**課題のねらい 1**
モーツァルトの就職と復職についての文章を、一字一句たがえずにそのまま書き写しなさい。

モーツァルトがコロレド大司教の館に就職したのは1771年8月のことでした。もちろん本人はオペラ劇場のない田舎のザルツブルクで一生を過ごす気など毛頭なく、この就職は腰掛けです。父親のレオポルトもチャンスがあれば息子が都会の宮廷に召抱えられることを強く望んでいました。

さて、1774年になるとモーツァルトはバイルン選帝侯からから謝肉祭シーズンに向けにオペラの作曲を受注、「偽の女庭師」の作曲にかかりました。そして翌年ミュンヘンでの公演は大成功。たぶんこれで自信を強めたことでしょう。しかし、いつまでもザルツブルクの田舎大司教の館の職員では明るい未来が開けません。そこで1777年7月、父レオポルトの勧めもあってモーツァルトはコロレドにに退職を依願。同年9月に母のアンナ・マリアとザルツブルクを発ってミュンヘン、アウグスブルク、マンハイム、パリへと旅に出ました。で、道中では御前演奏にこぎつけることもありましたが、もうらうのはいつも金時計。現金や雇用契約の話しは得られませんでした。そして1778年7月3日、旅の疲れによりアンナ・マリアはパリで病没。モーツァルトは落胆して故郷に帰ってきました。

当面ザルツブルクにいるしかないとなると、マトモな就職先は大司教の館しかありません。息子の失業だけは避けたいとするレオポルトはさっそく「高貴にして慈悲深き大司教閣下」で始まる復職依頼を起草しました。そうそう、この手紙については日本語で書かれた本に「みじめに平伏してお願いしてますよ」と出ていますが、これは言いすぎ。今のオーストリアで普通にかく手紙だって、日本じゃ「拝啓」で済ませるところを大袈裟に「Sehr geehrter Herr XX(この上なく誉れ高きXX様)」で始まりますから。

**課題のねらい 2**
一覧のうち、「# trace the outline of every instance of the baseball」を含む行から「17), (179, 12)]」を含む行まで（両端を含む）だけを、指示の行も含めてもう一度示しなさい。その際、解答の座標値のみを0.3倍に縮尺し、整数に丸めなさい（0.5は切り上げ）。

**提示された一覧**
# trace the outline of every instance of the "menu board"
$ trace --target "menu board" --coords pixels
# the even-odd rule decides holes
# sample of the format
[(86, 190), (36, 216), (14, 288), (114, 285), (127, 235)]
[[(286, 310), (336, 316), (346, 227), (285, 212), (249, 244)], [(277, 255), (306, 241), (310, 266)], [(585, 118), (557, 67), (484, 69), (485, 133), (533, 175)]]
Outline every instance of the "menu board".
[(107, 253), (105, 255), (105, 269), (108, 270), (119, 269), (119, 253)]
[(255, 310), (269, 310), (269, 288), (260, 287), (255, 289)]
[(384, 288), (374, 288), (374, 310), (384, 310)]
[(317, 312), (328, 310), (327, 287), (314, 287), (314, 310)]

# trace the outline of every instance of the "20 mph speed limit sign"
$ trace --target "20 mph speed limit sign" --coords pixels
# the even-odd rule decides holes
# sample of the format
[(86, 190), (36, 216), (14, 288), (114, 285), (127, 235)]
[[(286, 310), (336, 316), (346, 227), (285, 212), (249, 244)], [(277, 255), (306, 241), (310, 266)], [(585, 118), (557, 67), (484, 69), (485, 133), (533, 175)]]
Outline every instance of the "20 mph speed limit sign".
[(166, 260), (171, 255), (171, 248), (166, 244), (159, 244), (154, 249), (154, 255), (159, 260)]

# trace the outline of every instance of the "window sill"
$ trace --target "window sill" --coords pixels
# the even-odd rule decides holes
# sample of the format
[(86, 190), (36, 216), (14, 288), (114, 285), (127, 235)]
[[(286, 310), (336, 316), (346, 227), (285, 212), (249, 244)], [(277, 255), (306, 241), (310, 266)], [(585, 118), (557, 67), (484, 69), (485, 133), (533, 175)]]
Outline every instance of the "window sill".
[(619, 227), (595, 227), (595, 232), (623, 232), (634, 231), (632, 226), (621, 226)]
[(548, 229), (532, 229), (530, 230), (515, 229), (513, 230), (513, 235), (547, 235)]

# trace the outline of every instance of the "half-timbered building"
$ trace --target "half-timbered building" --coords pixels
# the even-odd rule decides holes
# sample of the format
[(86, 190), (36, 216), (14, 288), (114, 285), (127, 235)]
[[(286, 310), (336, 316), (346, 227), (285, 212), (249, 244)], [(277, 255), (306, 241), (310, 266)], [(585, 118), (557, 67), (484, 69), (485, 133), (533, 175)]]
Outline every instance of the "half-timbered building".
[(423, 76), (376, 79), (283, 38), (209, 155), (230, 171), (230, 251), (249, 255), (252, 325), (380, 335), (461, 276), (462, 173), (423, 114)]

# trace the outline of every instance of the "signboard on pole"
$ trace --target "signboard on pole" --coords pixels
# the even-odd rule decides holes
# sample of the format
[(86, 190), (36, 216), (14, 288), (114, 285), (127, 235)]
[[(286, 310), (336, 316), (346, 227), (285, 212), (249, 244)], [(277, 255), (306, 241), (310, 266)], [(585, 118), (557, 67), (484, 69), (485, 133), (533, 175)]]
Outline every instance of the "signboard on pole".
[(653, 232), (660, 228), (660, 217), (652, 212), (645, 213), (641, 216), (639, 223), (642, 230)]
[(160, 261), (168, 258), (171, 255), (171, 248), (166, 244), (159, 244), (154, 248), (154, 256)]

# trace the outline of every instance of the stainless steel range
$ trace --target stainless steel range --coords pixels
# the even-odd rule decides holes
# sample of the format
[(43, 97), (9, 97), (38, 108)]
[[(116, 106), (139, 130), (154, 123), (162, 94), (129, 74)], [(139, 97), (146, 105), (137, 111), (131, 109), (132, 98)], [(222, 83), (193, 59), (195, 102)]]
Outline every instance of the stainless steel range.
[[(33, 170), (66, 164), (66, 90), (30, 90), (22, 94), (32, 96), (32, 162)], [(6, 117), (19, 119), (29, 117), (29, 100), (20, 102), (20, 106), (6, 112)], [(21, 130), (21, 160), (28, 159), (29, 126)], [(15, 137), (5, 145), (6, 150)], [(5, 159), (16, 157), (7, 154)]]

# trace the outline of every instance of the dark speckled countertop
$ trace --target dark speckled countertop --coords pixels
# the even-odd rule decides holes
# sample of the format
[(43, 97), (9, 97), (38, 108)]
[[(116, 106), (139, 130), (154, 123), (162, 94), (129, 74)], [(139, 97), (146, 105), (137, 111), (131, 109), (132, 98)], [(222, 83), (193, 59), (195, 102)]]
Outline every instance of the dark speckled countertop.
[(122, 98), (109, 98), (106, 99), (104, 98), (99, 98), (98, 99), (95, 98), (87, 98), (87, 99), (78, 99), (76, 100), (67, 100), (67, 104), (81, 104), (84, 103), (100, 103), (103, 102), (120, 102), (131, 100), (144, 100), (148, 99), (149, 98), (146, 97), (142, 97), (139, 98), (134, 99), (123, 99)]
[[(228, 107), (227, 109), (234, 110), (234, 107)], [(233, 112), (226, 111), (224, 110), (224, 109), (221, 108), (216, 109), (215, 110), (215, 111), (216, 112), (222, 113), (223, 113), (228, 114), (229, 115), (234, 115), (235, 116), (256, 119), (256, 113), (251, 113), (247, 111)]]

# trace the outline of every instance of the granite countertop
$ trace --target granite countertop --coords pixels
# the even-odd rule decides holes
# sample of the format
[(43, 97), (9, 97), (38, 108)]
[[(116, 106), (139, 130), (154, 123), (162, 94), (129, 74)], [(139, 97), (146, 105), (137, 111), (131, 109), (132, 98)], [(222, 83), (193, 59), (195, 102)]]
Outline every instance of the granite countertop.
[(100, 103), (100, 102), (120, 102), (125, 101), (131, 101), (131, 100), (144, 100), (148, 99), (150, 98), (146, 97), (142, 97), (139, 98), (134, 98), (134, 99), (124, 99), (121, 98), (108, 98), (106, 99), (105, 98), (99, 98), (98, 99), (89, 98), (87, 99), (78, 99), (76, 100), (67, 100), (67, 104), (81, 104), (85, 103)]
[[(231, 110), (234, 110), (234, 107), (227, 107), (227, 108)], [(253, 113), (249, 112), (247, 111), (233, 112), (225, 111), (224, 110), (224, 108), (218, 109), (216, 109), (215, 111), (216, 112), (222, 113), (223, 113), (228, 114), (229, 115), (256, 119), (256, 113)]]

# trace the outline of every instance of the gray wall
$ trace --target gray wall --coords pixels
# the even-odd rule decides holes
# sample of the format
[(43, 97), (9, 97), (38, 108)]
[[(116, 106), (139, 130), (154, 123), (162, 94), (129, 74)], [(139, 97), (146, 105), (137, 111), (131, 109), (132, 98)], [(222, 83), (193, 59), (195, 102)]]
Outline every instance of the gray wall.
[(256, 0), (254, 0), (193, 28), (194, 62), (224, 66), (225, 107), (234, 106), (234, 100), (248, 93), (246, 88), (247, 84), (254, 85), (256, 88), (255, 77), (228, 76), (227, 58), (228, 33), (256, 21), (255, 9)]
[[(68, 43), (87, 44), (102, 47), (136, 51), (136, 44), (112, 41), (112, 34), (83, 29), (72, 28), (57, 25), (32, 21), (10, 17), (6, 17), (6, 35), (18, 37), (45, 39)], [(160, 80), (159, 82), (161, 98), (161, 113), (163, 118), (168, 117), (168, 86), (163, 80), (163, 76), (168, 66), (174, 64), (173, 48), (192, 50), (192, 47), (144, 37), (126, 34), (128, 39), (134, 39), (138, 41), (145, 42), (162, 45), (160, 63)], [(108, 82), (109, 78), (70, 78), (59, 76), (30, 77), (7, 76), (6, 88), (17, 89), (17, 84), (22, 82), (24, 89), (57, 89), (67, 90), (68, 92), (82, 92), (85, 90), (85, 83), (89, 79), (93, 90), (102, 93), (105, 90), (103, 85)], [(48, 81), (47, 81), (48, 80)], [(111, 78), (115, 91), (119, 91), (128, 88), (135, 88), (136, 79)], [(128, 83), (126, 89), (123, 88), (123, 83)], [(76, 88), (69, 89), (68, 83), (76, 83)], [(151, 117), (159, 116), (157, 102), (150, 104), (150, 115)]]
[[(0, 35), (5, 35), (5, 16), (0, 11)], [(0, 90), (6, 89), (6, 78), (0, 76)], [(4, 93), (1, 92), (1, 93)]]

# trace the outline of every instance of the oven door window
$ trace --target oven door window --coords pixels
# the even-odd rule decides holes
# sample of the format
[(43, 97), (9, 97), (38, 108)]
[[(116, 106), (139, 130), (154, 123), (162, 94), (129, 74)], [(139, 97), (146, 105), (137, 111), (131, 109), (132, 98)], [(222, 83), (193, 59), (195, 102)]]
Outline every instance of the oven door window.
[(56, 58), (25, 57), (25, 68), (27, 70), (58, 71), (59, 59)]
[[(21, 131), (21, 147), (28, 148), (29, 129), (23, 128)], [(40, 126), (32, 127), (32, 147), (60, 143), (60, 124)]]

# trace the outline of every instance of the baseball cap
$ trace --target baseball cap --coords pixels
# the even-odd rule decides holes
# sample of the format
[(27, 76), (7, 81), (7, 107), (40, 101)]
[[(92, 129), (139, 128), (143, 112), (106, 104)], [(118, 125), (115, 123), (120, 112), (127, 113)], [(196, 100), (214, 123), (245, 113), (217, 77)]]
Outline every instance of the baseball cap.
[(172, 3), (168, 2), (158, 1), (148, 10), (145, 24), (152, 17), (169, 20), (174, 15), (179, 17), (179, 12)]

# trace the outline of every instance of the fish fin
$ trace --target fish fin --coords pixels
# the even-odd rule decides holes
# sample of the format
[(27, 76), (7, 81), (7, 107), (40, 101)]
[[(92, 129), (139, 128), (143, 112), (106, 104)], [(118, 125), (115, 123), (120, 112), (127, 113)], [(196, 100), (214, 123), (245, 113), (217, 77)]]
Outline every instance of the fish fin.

**解答例 1**
モーツァルトがコロレド大司教の館に就職したのは1771年8月のことでした。もちろん本人はオペラ劇場のない田舎のザルツブルクで一生を過ごす気など毛頭なく、この就職は腰掛けです。父親のレオポルトもチャンスがあれば息子が都会の宮廷に召抱えられることを強く望んでいました。

さて、1774年になるとモーツァルトはバイルン選帝侯からから謝肉祭シーズンに向けにオペラの作曲を受注、「偽の女庭師」の作曲にかかりました。そして翌年ミュンヘンでの公演は大成功。たぶんこれで自信を強めたことでしょう。しかし、いつまでもザルツブルクの田舎大司教の館の職員では明るい未来が開けません。そこで1777年7月、父レオポルトの勧めもあってモーツァルトはコロレドにに退職を依願。同年9月に母のアンナ・マリアとザルツブルクを発ってミュンヘン、アウグスブルク、マンハイム、パリへと旅に出ました。で、道中では御前演奏にこぎつけることもありましたが、もうらうのはいつも金時計。現金や雇用契約の話しは得られませんでした。そして1778年7月3日、旅の疲れによりアンナ・マリアはパリで病没。モーツァルトは落胆して故郷に帰ってきました。

当面ザルツブルクにいるしかないとなると、マトモな就職先は大司教の館しかありません。息子の失業だけは避けたいとするレオポルトはさっそく「高貴にして慈悲深き大司教閣下」で始まる復職依頼を起草しました。そうそう、この手紙については日本語で書かれた本に「みじめに平伏してお願いしてますよ」と出ていますが、これは言いすぎ。今のオーストリアで普通にかく手紙だって、日本じゃ「拝啓」で済ませるところを大袈裟に「Sehr geehrter Herr XX(この上なく誉れ高きXX様)」で始まりますから。

**解答例 2**
# trace the outline of every instance of the baseball cap
$ trace --target baseball cap --coords pixels
# the even-odd rule decides holes
# sample of the format
[(27, 76), (7, 81), (7, 107), (40, 101)]
[[(92, 129), (139, 128), (143, 112), (106, 104)], [(118, 125), (115, 123), (120, 112), (127, 113)], [(196, 100), (214, 123), (245, 113), (217, 77)]]
Outline every instance of the baseball cap.
[(52, 1), (50, 1), (47, 0), (44, 3), (44, 7), (46, 5), (51, 6), (52, 5), (54, 5), (54, 4)]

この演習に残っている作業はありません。